# TEXTO DO DOCUMENTO:
>>>>>

Entrevistas - Maio 20, 2013
Cuca Roseta é uma estudiosa do Fado. Procura no baú antigo, cria canções suas, vindas da sua alma e prontas para bater nas emoções de quem ouve a sua essência.

"Raiz", o segundo álbum, é fruto do seu crescimento, como fadista e autora.
Feito de Fados temáticos e uma Marcha dedicada a Amália, é tão fresco quanto profundo e canta "a verdade". O Palco Principal sentou-se à conversa com Cuca Roseta, em busca dessa mesma "verdade".

Palco Principal – De repente, a Cuca Roseta do Pop e do Rock, a mesma que fez parte do início de carreira dos Toranja, aventura-se nos meandros do Fado. Como se deu essa transição?

Cuca Roseta – Foi uma coisa muito fácil. Eu sou uma pessoa de desafios – tudo o que difícil, eu quero; tudo o que é fácil, não acho graça. Eu gostava de cantar Pop e Rock, mas são géneros que não são tão profundos como o Fado. O Fado é um desafio constante. Para o cantares verdadeiramente, tens que cantar letras que te digam alguma coisa, tens que cantar o que estás a viver no momento. É engraçado que as pessoas não têm muito a noção de que o Fado é um bicho-de-sete-cabeças. É a dicção, é a interpretação, é a cumplicidade entre os músicos - para todos passarmos a mesma emoção e chegarmos ao público com muita força, tem que haver cumplicidade. Mais do que mostrar a voz, há que mostrar a história através da voz, mostrar a alma, encontrar a verdade. Quando comecei a cantar Fado, disse logo: “Eu quero cantar Fado para lá do hobbie”.


PP – E lá se foi o curso de psicologia…

CR – Queria mesmo ser psicóloga! Mas depois o Fado chegou e chamou-me. Até ao Gustavo Santaolalla me ter feito uma proposta irrecusável, queria ser psicóloga e cantar Fado. E o que me fez procurar a psicologia foi, precisamente, gostar de observar o comportamento humano, gostar de perder tempo da minha vida a falar sobre pessoas. Pensando que não, a psicologia e o Fado transformam uma coisa que passou, quer seja uma conversa ou uma atitude, numa história, num mundo. Mas depois comecei a perceber que nasci para cantar Fado. O Fado passou a ser vida.

<<<<<

# INFORMAÇÃO REGISTADA:
>>>>>

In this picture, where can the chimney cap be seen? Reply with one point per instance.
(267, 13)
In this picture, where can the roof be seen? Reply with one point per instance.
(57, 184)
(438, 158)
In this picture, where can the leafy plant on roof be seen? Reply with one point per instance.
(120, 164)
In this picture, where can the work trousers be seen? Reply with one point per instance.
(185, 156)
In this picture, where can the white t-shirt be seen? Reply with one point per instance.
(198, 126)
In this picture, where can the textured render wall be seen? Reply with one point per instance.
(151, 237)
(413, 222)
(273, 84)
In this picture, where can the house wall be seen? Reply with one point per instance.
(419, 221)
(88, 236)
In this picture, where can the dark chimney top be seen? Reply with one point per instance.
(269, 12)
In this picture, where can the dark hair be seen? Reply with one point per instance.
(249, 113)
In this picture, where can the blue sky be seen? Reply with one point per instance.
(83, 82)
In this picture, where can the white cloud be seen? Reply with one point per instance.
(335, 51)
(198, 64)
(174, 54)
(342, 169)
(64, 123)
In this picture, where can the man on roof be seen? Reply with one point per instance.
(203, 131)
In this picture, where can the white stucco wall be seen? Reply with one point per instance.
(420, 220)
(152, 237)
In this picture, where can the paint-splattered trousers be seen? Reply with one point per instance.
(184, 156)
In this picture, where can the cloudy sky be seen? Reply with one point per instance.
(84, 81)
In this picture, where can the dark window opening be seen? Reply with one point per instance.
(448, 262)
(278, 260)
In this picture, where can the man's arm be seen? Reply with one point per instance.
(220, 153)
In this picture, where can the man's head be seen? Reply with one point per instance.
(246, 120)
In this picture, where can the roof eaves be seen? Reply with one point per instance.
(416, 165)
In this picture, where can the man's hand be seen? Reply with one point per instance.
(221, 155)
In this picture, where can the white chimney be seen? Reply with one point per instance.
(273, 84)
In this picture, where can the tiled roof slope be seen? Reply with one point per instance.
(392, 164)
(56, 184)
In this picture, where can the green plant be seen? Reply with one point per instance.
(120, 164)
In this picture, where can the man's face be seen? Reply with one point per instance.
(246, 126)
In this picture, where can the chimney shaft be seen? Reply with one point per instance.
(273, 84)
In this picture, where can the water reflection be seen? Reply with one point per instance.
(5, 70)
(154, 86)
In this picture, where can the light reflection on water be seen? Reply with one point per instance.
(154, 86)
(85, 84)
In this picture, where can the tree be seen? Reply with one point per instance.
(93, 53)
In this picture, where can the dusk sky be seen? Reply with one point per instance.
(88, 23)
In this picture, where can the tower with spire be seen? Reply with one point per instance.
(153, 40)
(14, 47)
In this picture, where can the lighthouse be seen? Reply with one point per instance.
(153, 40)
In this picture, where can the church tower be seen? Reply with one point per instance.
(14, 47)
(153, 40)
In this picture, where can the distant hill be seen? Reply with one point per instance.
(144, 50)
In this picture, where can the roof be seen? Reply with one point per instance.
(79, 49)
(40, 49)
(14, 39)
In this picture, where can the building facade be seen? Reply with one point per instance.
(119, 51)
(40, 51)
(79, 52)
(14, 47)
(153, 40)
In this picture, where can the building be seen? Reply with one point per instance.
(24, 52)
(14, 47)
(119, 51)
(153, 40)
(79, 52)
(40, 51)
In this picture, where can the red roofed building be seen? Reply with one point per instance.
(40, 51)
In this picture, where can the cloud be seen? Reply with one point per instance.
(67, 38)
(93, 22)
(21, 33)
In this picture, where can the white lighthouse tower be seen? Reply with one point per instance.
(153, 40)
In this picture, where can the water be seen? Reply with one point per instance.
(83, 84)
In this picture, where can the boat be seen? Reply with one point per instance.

<<<<<
>>>>>

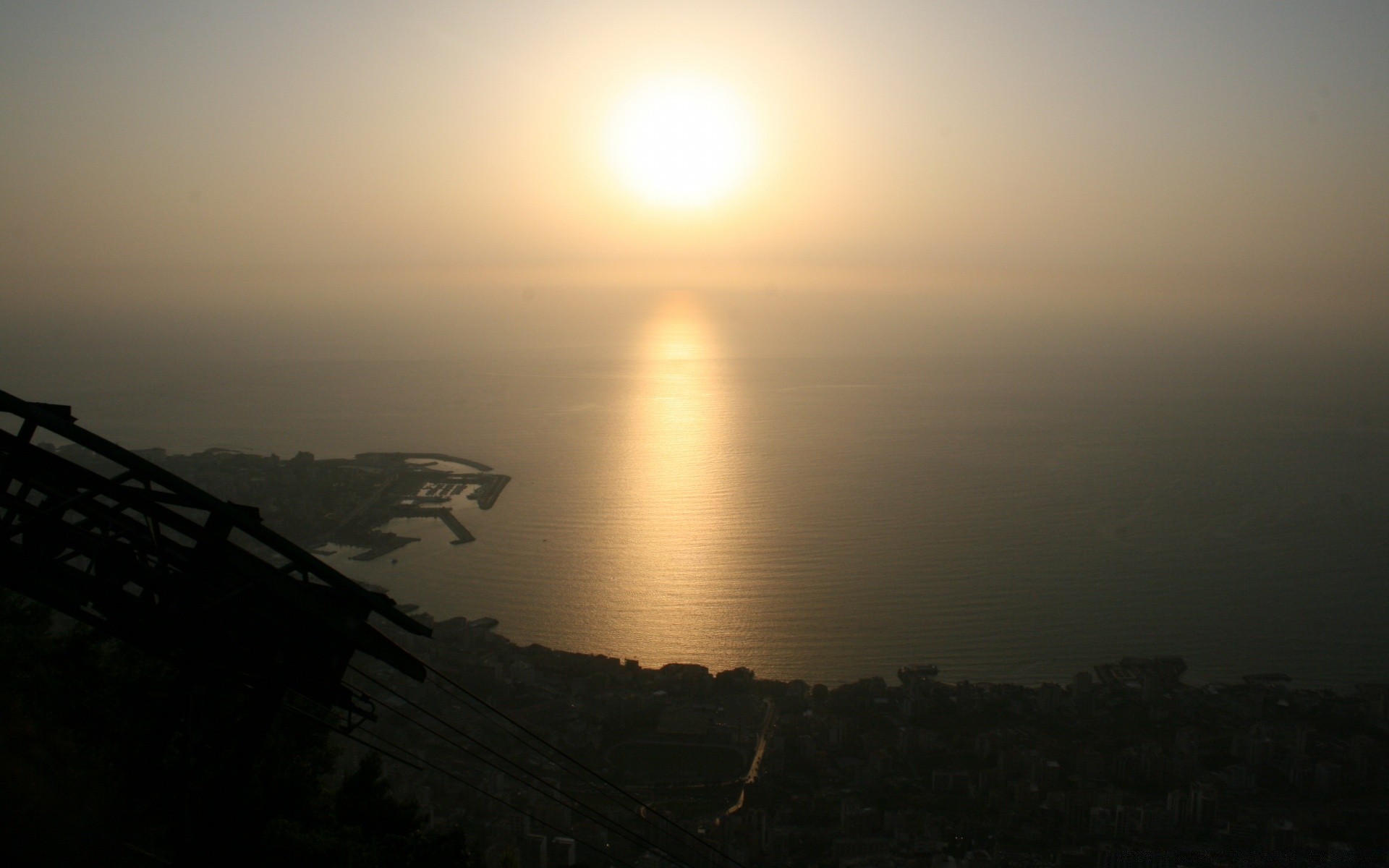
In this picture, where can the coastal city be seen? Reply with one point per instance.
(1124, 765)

<<<<<

# ENUNCIADO DO EXERCÍCIO:
Reproduza fielmente o trecho da entrevista que vai desde "Entrevistas - Maio" até "deu essa transição?", incluindo estas últimas palavras.

# RESULTADO DA TAREFA:
Entrevistas - Maio 20, 2013
Cuca Roseta é uma estudiosa do Fado. Procura no baú antigo, cria canções suas, vindas da sua alma e prontas para bater nas emoções de quem ouve a sua essência.

"Raiz", o segundo álbum, é fruto do seu crescimento, como fadista e autora.
Feito de Fados temáticos e uma Marcha dedicada a Amália, é tão fresco quanto profundo e canta "a verdade". O Palco Principal sentou-se à conversa com Cuca Roseta, em busca dessa mesma "verdade".

Palco Principal – De repente, a Cuca Roseta do Pop e do Rock, a mesma que fez parte do início de carreira dos Toranja, aventura-se nos meandros do Fado. Como se deu essa transição?